### Entries taken from a collection
----
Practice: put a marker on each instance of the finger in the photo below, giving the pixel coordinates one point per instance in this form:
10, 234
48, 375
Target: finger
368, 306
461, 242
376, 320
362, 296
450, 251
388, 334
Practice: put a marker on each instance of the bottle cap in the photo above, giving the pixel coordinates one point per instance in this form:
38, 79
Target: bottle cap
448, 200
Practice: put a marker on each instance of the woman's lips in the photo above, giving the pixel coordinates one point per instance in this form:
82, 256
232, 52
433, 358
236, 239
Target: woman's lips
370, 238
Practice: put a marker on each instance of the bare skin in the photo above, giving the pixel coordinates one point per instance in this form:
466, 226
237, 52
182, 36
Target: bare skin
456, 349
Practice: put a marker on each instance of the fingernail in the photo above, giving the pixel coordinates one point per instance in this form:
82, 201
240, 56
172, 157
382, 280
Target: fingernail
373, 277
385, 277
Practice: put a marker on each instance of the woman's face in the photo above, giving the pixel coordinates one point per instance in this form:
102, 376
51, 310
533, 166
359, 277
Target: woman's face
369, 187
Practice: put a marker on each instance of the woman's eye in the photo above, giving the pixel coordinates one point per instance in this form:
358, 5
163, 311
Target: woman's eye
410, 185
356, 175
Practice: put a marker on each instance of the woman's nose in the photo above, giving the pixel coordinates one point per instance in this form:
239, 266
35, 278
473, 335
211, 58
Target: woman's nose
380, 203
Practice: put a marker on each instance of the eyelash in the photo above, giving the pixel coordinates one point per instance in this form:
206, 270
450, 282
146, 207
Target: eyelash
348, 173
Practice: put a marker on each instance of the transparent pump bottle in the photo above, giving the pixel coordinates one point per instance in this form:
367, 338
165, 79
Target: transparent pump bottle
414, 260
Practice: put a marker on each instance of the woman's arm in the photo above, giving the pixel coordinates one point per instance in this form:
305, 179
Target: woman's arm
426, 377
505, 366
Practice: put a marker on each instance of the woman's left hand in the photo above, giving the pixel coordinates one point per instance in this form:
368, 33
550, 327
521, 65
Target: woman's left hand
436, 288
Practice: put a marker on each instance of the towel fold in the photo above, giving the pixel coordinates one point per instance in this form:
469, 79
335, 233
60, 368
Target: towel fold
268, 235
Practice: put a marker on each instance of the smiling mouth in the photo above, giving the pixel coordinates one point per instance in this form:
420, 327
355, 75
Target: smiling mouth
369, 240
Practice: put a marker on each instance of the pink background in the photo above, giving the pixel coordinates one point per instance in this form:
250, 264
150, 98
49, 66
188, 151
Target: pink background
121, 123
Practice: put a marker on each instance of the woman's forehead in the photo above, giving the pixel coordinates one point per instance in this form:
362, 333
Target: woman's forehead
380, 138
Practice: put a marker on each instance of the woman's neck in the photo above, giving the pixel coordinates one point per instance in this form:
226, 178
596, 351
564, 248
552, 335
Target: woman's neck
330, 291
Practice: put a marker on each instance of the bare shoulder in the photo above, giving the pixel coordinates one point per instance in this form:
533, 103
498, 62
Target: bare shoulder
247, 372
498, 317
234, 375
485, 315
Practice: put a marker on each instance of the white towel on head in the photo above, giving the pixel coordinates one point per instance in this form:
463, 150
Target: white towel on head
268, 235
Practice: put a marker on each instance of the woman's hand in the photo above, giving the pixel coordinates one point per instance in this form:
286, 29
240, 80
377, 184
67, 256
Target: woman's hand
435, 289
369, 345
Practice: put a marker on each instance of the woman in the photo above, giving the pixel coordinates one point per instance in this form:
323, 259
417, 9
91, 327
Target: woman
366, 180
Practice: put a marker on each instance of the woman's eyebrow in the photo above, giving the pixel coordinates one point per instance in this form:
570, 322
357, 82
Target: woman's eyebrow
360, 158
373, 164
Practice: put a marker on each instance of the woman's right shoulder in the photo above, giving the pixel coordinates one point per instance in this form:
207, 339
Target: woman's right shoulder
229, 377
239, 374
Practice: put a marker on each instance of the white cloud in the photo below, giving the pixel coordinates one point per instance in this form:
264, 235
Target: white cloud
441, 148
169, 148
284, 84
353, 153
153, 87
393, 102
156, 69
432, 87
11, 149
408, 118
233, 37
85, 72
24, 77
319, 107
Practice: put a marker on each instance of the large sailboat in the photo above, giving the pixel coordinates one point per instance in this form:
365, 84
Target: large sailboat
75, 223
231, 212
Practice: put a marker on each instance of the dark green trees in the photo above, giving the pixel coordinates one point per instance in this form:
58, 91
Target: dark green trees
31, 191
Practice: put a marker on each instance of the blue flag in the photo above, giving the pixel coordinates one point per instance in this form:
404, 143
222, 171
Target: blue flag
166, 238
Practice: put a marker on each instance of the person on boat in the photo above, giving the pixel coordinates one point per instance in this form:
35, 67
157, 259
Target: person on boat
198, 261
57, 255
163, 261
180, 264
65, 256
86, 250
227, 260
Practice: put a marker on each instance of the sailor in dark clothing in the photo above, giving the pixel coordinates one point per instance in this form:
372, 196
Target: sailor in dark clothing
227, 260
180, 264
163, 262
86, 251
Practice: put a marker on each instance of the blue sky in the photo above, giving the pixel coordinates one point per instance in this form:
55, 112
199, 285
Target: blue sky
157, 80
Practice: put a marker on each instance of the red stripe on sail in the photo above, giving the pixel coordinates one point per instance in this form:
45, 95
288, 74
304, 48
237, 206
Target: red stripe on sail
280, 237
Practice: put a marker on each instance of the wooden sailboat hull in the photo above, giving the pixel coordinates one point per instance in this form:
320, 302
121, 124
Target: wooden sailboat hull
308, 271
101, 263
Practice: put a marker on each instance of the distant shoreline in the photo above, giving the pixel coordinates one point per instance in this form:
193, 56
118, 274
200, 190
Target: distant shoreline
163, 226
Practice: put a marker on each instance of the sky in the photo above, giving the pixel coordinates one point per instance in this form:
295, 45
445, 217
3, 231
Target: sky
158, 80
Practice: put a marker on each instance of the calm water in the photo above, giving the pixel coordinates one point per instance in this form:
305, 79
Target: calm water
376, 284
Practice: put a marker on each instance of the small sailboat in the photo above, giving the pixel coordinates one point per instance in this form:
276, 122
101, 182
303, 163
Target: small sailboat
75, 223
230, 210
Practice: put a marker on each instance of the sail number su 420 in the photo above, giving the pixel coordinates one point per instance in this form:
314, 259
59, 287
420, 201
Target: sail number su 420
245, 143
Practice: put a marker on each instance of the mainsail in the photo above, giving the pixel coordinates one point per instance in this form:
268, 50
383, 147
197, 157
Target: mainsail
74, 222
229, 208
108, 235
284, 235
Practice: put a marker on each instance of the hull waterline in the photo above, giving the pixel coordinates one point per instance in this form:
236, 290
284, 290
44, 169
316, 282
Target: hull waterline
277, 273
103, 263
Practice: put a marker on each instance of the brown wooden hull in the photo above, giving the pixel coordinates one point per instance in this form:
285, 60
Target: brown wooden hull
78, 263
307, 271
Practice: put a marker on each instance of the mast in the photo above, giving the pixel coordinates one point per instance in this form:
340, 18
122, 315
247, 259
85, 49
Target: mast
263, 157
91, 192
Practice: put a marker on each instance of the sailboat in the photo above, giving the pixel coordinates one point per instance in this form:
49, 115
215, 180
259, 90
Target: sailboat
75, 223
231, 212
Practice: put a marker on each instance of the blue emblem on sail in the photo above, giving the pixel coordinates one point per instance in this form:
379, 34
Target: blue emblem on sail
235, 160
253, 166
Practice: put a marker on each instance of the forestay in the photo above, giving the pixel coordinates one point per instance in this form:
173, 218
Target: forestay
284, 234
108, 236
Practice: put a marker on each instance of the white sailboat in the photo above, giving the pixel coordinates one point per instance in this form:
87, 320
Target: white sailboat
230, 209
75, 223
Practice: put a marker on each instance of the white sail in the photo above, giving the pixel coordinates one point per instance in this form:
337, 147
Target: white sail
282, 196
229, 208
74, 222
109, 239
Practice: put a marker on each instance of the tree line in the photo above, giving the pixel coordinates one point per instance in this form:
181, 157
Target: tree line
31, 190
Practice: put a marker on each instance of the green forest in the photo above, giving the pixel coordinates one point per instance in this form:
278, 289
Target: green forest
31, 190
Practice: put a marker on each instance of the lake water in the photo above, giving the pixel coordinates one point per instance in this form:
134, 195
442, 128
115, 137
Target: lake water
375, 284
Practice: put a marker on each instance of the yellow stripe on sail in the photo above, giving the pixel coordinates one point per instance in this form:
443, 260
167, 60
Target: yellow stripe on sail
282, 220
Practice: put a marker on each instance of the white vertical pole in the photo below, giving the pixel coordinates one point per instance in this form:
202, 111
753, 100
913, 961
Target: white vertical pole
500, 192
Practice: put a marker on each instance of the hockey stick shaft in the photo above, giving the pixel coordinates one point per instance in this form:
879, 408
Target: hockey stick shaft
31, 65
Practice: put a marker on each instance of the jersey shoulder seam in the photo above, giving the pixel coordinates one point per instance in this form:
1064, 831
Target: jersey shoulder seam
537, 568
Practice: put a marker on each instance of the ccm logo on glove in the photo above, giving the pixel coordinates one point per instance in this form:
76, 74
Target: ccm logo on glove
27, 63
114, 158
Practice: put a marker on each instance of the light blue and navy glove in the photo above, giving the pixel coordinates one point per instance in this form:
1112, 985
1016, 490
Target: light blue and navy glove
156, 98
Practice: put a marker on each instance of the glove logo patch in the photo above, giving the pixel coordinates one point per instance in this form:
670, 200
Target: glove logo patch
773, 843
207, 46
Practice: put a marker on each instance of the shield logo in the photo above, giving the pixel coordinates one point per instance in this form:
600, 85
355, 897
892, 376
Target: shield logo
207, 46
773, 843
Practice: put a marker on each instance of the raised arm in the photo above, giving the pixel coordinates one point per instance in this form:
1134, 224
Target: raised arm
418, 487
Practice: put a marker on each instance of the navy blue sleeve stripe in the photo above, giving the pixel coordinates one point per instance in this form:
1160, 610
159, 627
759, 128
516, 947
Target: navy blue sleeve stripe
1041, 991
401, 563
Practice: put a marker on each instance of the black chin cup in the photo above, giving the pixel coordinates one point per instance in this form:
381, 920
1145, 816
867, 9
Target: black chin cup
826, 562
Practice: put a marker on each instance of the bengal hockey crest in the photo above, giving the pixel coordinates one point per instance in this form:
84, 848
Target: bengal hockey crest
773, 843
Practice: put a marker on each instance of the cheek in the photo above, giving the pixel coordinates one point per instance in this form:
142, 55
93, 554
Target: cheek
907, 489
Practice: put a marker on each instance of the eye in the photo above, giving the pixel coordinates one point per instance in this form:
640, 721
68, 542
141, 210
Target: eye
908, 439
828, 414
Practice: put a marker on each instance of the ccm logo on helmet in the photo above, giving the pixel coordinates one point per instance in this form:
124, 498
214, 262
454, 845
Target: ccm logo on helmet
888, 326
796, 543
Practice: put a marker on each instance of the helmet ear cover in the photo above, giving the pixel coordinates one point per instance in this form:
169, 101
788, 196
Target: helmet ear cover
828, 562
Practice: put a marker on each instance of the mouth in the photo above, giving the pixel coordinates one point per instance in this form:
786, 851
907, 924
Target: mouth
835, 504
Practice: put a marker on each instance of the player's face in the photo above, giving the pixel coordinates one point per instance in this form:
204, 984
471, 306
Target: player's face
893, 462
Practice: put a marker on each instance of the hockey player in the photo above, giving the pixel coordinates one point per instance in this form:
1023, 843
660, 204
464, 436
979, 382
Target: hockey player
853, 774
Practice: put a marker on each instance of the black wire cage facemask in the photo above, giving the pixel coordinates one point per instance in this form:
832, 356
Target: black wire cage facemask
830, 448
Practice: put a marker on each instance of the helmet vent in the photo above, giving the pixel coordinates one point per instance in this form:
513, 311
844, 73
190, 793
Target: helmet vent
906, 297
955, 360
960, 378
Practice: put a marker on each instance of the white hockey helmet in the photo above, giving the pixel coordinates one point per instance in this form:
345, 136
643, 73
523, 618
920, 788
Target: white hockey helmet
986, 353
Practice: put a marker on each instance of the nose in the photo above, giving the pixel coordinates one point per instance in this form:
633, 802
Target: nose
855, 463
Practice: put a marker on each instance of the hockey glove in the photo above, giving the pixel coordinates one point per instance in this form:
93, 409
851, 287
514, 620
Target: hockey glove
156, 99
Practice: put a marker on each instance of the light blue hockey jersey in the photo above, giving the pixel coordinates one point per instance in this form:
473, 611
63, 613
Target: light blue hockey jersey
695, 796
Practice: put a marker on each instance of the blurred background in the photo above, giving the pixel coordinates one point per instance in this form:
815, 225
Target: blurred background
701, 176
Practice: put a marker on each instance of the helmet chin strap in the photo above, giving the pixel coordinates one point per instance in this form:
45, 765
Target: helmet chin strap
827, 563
----
### Task goal
Every line above in which the word "below" is present must be copied into the answer.

### Answer
Practice: put a marker on each instance of the finger in the photo below, giving the pixel coordinates one point per instance in this form:
Practice: put a marker on each instance of the white cloud in the photo below, giving the pixel coordinates one point per instance in this form:
Practice: put a marker on each instance of the white vertical pole in the photo below, giving the pixel coordinates one point per instance in this form:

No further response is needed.